-- Start TEXT SECTION --
18. The client on our endpoint will handle your transfer and send you an email when it is done. You can view the status of the transfer in the Activity tab 19. Looking at the filesystem on Graham upon completion, we can see that the file is indeed there:

[<user>@gra-login2 globus_transfers]$ ls -lha
total 555M
drwxr-x--- 2 <user> <user>    3 Jul 18 14:54 .
drwx------ 6 <user> <user>   13 Jul 18 14:38 ..
-rw-r--r-- 1 <user> <user> 550M Jul 18 15:02 2015_11_18_5_filtered0.1to10.mat

Option 2: Globus CLI

Globus offers a command line interface, which is useful for its convenience and for automating transfers and backups. Its documentation is available here.

Option 3: Archeion

Archeion can be downloaded here. Requirement: Globus personal must be set up on personal endpoints. It can be used to script transfers using python and provides functionality that handles authentication and transfer management.

Git-Annex

Git-Annex uses git to create an annex, which presents files to the user in a single directory structure, even though the individual files are distributed across multiple locations. It can also be confiogured to create a number of copies of a file distributed across different annexes. This enables users to remove a local copy while ensuring redundancies are available on other storage locations. It is also able to synchronise files across redundancies. File versions can be uniquely tracked and referenced using git changeset hashes.
-- End TEXT SECTION --
-- Start INFORMATION PROVIDED --
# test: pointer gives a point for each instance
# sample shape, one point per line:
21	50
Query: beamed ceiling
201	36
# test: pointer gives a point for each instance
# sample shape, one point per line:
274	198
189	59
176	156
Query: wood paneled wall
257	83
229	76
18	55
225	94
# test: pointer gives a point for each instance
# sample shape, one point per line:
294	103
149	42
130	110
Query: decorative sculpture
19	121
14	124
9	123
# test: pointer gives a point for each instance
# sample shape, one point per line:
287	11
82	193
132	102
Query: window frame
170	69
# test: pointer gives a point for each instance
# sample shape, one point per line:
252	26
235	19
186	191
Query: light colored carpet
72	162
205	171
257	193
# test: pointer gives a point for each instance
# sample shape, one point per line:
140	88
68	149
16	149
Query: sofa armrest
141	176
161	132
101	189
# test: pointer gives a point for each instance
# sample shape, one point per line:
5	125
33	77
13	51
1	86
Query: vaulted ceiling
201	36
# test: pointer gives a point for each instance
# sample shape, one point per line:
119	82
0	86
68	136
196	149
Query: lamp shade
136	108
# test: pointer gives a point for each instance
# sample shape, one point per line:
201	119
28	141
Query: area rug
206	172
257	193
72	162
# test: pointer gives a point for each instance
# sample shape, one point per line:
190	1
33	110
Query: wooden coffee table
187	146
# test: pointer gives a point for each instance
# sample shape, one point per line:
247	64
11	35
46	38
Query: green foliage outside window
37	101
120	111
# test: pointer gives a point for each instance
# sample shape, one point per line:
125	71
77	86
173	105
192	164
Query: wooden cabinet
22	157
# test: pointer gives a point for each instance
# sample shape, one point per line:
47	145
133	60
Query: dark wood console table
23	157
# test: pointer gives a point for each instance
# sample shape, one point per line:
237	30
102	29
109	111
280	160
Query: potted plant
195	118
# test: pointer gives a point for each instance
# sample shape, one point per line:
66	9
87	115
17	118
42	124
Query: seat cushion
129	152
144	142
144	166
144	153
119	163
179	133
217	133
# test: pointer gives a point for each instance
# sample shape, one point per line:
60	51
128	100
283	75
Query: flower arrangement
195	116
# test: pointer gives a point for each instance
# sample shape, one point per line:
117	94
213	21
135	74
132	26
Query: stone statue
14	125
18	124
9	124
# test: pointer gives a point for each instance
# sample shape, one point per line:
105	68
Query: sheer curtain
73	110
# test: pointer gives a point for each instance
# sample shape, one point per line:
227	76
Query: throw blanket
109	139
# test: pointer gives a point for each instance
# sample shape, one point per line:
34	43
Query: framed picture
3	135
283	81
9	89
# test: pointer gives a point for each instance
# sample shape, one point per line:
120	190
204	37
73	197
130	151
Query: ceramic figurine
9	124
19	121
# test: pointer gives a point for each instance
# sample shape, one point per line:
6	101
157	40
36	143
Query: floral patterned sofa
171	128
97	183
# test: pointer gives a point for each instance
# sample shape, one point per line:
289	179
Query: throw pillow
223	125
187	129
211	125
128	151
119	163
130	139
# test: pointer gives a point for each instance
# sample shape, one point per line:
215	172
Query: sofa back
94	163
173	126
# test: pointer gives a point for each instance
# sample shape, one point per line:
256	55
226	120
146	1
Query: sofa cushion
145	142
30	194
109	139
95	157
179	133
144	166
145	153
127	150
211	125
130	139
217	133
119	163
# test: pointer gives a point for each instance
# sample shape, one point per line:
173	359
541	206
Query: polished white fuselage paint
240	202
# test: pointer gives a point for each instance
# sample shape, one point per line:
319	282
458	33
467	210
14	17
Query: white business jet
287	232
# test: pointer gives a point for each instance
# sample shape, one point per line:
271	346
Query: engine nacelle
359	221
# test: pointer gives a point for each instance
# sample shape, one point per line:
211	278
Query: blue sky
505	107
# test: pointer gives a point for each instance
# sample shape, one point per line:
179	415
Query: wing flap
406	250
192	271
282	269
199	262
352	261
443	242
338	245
-- End INFORMATION PROVIDED --
§ **WORK TO BE COMPLETED**
Please translate this sentence from the file transfer text into Spanish: "Globus offers a command line interface, which is useful for its convenience and for automating transfers and backups." The data isn't needed for this.

§ **SOLUTION**
Globus ofrece una interfaz de línea de comandos, que resulta útil por su comodidad y para automatizar transferencias y copias de seguridad.